■ Exercise prompt: If an entry holds an image, leave that image out and transcribe everything else exactly.

■ Data for this task:
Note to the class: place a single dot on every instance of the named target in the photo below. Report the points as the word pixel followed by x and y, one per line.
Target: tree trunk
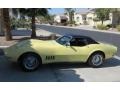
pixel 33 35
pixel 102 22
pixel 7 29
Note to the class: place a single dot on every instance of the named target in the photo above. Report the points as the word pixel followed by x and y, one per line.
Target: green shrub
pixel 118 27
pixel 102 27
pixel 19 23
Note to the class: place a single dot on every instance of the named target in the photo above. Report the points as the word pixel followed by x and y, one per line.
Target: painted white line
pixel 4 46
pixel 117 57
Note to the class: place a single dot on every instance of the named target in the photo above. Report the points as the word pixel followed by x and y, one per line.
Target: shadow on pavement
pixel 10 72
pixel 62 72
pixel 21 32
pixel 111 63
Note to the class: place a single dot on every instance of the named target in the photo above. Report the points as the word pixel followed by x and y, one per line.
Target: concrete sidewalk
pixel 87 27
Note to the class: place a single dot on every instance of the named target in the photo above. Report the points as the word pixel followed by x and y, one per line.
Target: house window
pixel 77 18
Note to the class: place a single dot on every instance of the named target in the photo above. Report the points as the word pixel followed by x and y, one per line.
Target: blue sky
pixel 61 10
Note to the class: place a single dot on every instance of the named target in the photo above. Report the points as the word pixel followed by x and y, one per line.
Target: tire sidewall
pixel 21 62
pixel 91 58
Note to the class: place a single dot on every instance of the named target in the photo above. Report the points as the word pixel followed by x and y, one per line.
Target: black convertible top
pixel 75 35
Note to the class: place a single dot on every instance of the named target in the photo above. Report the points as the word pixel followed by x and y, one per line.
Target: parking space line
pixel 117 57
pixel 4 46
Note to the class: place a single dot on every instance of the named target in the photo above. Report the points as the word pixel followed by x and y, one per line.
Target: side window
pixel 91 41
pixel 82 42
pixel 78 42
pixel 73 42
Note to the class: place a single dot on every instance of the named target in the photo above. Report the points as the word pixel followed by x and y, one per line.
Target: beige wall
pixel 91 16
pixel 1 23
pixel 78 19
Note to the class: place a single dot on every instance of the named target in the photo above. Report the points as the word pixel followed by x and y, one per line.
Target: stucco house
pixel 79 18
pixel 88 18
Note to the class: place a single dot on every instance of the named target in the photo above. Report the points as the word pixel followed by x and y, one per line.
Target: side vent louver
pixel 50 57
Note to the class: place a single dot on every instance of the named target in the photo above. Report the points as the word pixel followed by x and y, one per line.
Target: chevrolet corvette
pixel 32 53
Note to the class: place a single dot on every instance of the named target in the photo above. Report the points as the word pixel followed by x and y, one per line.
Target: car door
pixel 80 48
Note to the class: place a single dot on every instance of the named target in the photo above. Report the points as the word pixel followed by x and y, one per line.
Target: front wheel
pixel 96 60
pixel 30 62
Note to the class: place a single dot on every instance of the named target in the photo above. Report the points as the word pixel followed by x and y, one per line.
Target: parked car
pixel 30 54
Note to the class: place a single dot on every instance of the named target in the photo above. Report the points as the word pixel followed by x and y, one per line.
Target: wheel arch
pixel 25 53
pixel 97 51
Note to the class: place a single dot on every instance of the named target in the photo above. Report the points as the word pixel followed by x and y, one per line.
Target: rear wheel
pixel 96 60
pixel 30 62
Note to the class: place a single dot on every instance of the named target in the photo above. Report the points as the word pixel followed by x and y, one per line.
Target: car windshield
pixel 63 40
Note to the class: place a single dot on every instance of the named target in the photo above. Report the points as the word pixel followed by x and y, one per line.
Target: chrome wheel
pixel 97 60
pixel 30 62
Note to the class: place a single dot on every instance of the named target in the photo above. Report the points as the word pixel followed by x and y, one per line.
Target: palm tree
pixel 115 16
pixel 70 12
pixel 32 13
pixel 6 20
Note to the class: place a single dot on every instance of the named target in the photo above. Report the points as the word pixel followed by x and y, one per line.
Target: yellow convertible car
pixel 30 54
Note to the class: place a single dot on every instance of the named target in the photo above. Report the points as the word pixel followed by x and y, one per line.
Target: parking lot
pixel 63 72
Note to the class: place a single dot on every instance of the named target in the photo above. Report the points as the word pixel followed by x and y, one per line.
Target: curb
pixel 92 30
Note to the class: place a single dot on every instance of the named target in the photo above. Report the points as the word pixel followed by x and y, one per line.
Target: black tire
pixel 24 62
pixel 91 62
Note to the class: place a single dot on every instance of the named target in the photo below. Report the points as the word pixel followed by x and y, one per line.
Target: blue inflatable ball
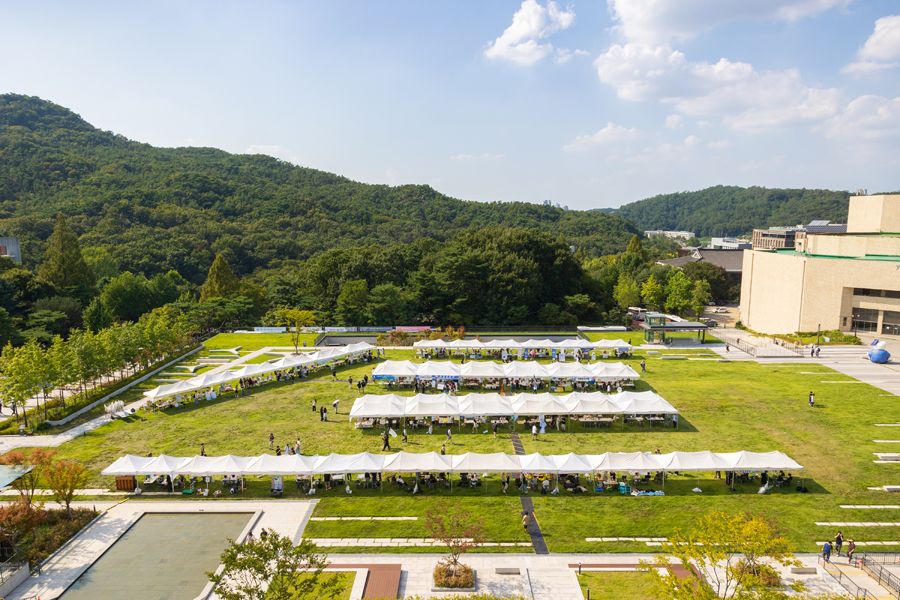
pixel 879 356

■ Solved exercise:
Note to the class: place a single dot on every instance of the named target in the photo below. Report the points as the word pixel followed by x and y, one per line.
Target: tree trunk
pixel 33 35
pixel 102 22
pixel 7 29
Note to the class: place a single dot on every instance of the named target in the photo above. Report the points as the word pixel followed by x and y, one per line.
Target: green shrub
pixel 118 27
pixel 102 27
pixel 19 23
Note to the class: place a single dot on every instance of the named target in the photo above. Report the points as the word pixel followed by x and y, one per line.
Target: painted white line
pixel 4 46
pixel 117 57
Note to the class: place a single dot on every instance of the named target in the photo above. Report the points as the word pixel followed by x and y, one per line.
Target: shadow on pavement
pixel 10 72
pixel 62 72
pixel 21 32
pixel 111 63
Note to the class: place a single dot on every instance of the named target in the photo above. Report the points as the word pixel followed by x and y, one per line.
Target: concrete sidewalk
pixel 87 27
Note to the class: place a single dot on every instance of the named target in the photo above. Report the points as the word pixel followed by x and y, one per line.
Target: house window
pixel 77 18
Note to the class: place a single dot on every instance of the named target in the photo above. Report the points as the word pixel followed by x and y, one per line.
Target: blue sky
pixel 61 10
Note to the class: place a single dot on every instance of the named target in the photo above. Report the points as the word pixel followed by x and y, one per line.
Target: tire sidewall
pixel 21 62
pixel 91 58
Note to the class: place a single dot on every instance of the named target in the photo above. Report the points as the word pixel followed by x and y, one per line.
Target: black convertible top
pixel 75 35
Note to the class: place a single dot on every instance of the named target in the photo above. Report the points as the word pixel followed by x and y, one per line.
Target: parking space line
pixel 117 57
pixel 4 46
Note to the class: place a single dot on every instance of the named target in the photo above. Report the points as the word pixel followed by x and y, one per line.
Target: side window
pixel 91 41
pixel 82 42
pixel 78 42
pixel 73 42
Note to the class: place a single dot on every instance of the named target in the photo above. Report the points as the word pixel followed by x and y, one per line.
Target: beige wall
pixel 91 16
pixel 1 23
pixel 78 19
Note to the class: place a single dot on every instance of the named target in the photo above. Report the points as the word pixel followed by x and y, one per line.
Target: stucco house
pixel 79 18
pixel 88 18
Note to the class: place a single dot on every instance of the named target in the photo above. Report the points as the word pixel followed by x and y, one per line.
Target: side vent louver
pixel 50 57
Note to the class: place a single dot on every instance of the named target in the photo above. Report the points as the word pixel followed by x and y, one per line.
Target: chevrolet corvette
pixel 32 53
Note to the class: place a single dot on every instance of the named target in the photo above. Report the points as the word pixel followed by x and y, one per line.
Target: car door
pixel 80 48
Note to the class: place a single dot on every instance of the named target in the photo above. Report the points as the word pixel followed by x and y, one per line.
Target: front wheel
pixel 96 60
pixel 30 62
Note to the class: place a single dot on every instance of the named target in the photo above. Report the points as the word pixel followed by x and y, one per line.
Target: parked car
pixel 30 54
Note to the class: place a single dot on every instance of the named target in the photo above. Report the points as the word pixel followed by x and y, one per line.
Target: wheel arch
pixel 25 53
pixel 97 51
Note to the class: place a single dot on every instance of the named target in the photo above. Report the points as the word pixel followed by x and y, one per line.
Target: rear wheel
pixel 96 60
pixel 30 62
Note to the class: place a single dot on every instance of the named target in the photo above. Report the points as the word pixel followed by x and y, one per line.
Target: car windshield
pixel 63 40
Note to the class: place a single dot on every instance of the named target in the photo above. Report the points as the word pixel followed by x and y, one per line.
Target: chrome wheel
pixel 97 60
pixel 30 62
Note to the class: place a single dot on every instance of the named target in the photo above. Report the points as the word pixel followed by x and y, one per line.
Target: palm tree
pixel 115 16
pixel 70 12
pixel 32 13
pixel 6 20
Note to the class: place a single dot on every instance of the named target in the photo above. Report the points as the word pixel followed by x and y, one per line.
Target: yellow convertible car
pixel 30 54
Note to the class: place a single dot on every instance of the named target in the photo above. Report the points as the word pixel followed by x and y, one per line.
Target: parking lot
pixel 63 72
Note to the class: place a single dot on every instance of the named target in the photo above. Report the points as the word pixel followed by x and y, one per line.
Target: curb
pixel 92 30
Note to the class: place a single dot on every instance of the named target in the photo above. Report the points as the word pixel followed by x and y, one per line.
Target: black tire
pixel 24 62
pixel 91 62
Note to the class: place a single dot on every instance of the named target in the photo below. Report the points as the word pixel followed by x and y, one per line.
Target: blue inflatable ball
pixel 879 356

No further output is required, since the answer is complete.